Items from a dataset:
________________
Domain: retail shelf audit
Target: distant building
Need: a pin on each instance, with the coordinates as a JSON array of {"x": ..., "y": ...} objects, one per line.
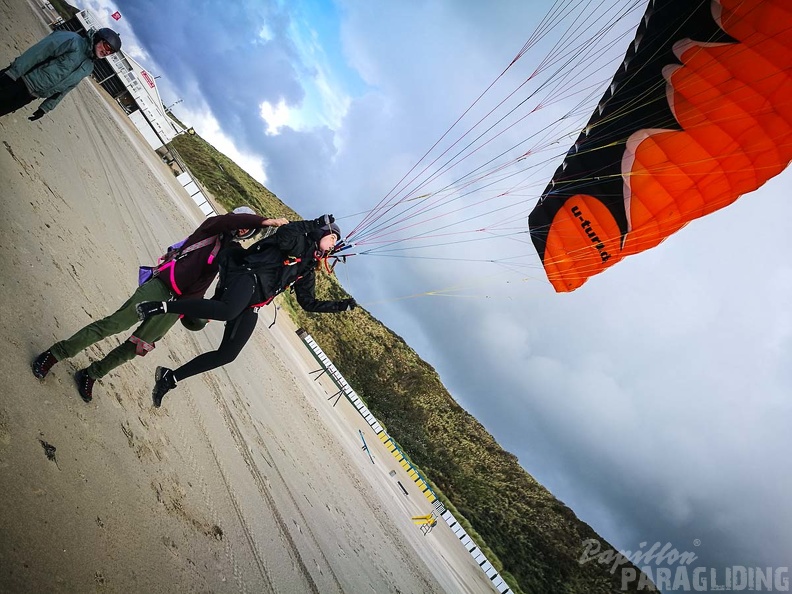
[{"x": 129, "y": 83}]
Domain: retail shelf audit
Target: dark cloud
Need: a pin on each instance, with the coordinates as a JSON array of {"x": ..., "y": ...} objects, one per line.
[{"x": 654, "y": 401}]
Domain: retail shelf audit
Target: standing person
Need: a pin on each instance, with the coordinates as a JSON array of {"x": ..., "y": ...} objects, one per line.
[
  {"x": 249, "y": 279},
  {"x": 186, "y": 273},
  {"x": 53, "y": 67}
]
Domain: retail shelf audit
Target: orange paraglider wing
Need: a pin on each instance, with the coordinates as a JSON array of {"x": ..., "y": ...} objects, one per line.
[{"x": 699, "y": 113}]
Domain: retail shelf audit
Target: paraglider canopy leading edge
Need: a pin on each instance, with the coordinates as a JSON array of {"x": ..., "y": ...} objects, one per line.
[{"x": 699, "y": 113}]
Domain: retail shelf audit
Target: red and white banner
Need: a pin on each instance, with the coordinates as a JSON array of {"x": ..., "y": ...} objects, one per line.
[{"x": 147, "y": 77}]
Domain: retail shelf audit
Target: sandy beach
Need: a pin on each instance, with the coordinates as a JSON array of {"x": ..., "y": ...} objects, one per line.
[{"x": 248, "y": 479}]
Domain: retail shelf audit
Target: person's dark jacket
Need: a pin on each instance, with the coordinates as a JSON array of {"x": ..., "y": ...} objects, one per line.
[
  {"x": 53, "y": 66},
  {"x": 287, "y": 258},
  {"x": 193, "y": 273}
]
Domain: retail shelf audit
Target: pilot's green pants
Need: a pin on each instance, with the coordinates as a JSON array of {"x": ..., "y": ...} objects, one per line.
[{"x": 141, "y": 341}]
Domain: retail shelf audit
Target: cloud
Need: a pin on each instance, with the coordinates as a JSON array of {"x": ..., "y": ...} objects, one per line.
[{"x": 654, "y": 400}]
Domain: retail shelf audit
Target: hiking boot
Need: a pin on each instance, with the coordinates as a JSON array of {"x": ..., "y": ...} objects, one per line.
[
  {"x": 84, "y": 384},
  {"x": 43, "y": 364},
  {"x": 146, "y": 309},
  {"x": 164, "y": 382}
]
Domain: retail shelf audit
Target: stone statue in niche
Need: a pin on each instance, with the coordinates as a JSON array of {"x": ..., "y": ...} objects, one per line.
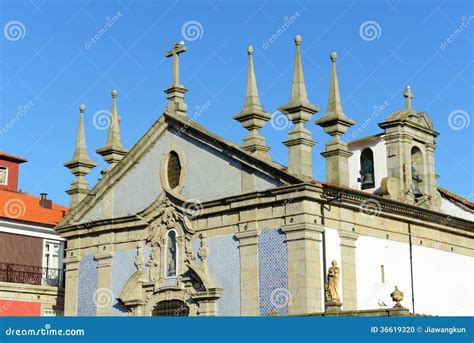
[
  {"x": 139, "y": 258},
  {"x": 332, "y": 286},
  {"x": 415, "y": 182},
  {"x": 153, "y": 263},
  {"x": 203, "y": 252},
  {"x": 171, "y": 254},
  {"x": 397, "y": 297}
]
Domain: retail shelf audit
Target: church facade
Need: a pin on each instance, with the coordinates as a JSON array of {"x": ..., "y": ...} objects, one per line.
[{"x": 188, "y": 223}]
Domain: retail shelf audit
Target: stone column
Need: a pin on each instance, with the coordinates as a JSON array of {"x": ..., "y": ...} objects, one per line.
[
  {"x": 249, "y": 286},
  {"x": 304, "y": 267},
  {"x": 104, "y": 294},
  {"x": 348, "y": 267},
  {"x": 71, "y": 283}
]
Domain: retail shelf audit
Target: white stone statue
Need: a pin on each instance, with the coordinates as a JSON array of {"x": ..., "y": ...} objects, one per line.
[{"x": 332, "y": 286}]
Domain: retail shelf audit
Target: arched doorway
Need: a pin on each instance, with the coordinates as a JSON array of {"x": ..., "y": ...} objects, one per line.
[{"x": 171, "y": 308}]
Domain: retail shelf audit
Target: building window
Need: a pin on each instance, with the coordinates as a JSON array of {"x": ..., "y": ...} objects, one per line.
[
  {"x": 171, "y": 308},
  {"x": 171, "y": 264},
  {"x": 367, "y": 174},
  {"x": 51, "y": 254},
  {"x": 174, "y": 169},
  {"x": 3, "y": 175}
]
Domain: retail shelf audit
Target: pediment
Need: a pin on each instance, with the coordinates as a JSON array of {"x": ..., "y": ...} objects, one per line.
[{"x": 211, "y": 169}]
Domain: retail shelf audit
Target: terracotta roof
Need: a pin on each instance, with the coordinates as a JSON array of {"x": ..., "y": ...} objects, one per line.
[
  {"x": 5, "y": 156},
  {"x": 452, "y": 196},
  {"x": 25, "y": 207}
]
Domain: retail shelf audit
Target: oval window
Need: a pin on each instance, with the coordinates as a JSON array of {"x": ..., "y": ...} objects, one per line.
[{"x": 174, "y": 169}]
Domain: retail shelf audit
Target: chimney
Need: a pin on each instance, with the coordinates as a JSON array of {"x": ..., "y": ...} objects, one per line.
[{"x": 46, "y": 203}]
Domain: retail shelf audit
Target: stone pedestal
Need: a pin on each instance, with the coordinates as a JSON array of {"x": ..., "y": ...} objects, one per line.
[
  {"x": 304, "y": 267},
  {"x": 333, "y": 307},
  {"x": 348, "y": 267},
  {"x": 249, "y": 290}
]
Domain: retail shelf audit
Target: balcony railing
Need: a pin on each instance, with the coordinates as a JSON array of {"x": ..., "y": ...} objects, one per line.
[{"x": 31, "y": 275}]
________________
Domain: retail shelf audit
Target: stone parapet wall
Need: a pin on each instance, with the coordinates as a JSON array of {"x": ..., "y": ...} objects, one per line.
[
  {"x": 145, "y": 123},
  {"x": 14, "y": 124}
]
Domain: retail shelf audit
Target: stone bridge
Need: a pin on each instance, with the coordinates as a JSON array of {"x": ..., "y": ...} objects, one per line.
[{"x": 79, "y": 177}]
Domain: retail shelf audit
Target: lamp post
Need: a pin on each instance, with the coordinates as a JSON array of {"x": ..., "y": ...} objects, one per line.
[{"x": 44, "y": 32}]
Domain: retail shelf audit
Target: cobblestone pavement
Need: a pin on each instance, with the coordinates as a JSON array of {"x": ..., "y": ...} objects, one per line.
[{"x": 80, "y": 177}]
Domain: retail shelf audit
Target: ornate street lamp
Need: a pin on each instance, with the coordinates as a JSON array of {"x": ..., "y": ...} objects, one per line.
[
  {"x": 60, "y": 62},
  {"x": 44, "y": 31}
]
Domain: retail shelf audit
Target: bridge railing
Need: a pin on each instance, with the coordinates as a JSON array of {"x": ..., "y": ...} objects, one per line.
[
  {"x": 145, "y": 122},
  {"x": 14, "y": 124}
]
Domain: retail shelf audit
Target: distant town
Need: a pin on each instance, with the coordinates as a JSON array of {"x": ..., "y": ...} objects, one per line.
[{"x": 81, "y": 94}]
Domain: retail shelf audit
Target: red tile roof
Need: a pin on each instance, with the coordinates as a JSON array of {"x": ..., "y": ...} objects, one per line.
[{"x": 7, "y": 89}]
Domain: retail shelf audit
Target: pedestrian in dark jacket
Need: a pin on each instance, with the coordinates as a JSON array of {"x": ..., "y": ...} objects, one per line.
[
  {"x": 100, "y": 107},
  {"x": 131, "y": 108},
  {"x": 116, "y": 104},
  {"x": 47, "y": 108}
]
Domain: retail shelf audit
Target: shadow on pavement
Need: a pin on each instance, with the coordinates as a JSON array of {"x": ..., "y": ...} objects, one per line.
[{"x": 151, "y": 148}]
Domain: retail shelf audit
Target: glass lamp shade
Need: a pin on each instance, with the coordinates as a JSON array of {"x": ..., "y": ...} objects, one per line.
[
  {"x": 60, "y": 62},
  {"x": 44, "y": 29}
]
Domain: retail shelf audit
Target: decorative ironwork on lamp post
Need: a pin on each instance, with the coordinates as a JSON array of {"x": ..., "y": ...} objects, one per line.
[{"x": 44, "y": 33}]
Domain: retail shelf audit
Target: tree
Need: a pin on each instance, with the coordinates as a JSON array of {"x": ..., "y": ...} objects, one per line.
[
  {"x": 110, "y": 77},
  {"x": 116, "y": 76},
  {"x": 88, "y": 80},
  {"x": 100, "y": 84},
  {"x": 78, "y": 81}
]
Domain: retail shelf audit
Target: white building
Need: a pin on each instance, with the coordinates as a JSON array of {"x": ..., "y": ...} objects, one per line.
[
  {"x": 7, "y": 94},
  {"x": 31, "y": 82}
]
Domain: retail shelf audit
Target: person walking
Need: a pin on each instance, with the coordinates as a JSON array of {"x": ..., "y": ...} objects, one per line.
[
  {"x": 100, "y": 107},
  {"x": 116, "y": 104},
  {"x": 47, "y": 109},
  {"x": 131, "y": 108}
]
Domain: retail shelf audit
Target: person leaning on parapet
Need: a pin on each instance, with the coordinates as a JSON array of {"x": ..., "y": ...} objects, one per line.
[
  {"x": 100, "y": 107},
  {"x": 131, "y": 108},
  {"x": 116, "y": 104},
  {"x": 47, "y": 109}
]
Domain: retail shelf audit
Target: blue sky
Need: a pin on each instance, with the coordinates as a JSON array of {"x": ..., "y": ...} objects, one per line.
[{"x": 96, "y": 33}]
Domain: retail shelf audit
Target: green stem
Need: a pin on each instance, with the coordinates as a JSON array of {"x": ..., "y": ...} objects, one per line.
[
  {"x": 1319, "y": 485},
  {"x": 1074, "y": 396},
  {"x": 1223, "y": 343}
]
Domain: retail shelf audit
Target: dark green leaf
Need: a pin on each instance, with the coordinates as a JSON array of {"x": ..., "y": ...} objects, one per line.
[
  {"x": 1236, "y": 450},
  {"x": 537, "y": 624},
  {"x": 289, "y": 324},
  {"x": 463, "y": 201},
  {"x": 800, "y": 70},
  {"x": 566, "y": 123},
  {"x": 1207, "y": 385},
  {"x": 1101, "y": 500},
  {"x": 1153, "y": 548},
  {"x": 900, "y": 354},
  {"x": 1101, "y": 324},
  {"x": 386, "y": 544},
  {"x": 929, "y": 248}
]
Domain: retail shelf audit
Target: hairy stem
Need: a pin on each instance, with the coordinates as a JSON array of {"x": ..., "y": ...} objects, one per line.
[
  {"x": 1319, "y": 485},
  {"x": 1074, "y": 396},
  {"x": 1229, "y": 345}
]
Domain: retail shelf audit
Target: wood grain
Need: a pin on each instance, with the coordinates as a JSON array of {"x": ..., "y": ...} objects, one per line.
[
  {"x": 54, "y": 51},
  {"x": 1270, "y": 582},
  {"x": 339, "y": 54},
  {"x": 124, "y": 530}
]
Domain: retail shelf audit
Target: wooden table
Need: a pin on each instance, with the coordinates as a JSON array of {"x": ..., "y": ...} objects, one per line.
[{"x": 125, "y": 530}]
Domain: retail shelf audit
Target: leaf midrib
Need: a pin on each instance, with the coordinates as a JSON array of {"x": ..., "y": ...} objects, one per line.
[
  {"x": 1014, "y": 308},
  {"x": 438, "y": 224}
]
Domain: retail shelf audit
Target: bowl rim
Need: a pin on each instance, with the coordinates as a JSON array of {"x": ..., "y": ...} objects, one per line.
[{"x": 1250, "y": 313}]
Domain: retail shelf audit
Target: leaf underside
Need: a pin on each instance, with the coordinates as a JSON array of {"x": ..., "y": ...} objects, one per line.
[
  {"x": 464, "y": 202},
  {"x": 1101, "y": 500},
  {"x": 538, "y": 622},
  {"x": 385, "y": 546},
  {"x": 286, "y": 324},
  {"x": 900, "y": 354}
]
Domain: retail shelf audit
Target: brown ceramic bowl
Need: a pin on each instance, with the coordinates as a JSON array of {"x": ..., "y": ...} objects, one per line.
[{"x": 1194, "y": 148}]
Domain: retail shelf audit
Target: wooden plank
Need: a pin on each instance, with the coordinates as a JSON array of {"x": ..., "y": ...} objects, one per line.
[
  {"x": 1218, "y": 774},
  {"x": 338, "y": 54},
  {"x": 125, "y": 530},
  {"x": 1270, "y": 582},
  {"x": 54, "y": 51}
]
________________
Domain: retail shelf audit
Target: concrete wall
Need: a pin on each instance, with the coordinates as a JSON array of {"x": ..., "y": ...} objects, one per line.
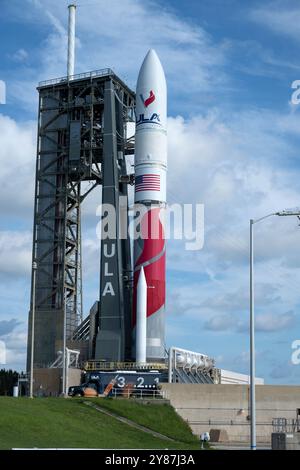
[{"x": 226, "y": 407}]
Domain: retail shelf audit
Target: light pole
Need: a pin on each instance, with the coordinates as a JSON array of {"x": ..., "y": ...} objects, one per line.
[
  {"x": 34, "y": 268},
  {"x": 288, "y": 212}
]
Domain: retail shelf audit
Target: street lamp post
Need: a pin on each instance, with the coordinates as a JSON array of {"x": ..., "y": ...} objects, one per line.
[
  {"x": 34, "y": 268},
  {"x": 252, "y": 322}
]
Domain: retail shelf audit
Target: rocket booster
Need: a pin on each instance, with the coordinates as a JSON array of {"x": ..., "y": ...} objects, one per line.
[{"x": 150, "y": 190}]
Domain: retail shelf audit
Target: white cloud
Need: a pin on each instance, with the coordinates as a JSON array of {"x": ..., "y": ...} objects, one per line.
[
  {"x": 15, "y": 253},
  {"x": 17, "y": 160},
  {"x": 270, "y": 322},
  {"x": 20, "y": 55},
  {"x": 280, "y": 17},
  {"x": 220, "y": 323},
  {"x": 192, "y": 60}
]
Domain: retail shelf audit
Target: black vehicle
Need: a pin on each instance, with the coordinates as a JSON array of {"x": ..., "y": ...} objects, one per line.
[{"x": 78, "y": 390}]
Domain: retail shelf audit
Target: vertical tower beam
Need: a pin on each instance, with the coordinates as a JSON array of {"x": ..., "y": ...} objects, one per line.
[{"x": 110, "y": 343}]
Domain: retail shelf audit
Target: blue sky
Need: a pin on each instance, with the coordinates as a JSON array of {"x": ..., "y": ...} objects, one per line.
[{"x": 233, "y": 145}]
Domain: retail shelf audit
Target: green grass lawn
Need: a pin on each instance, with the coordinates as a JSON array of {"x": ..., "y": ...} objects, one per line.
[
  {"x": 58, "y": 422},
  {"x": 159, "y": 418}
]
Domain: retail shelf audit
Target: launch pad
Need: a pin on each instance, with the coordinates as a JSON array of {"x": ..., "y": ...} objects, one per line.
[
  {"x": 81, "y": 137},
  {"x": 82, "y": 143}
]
________________
Scan the data above for the string "building" and copy each line where it appears.

▶ Problem solution:
Target: distant building
Target: building window
Target: white building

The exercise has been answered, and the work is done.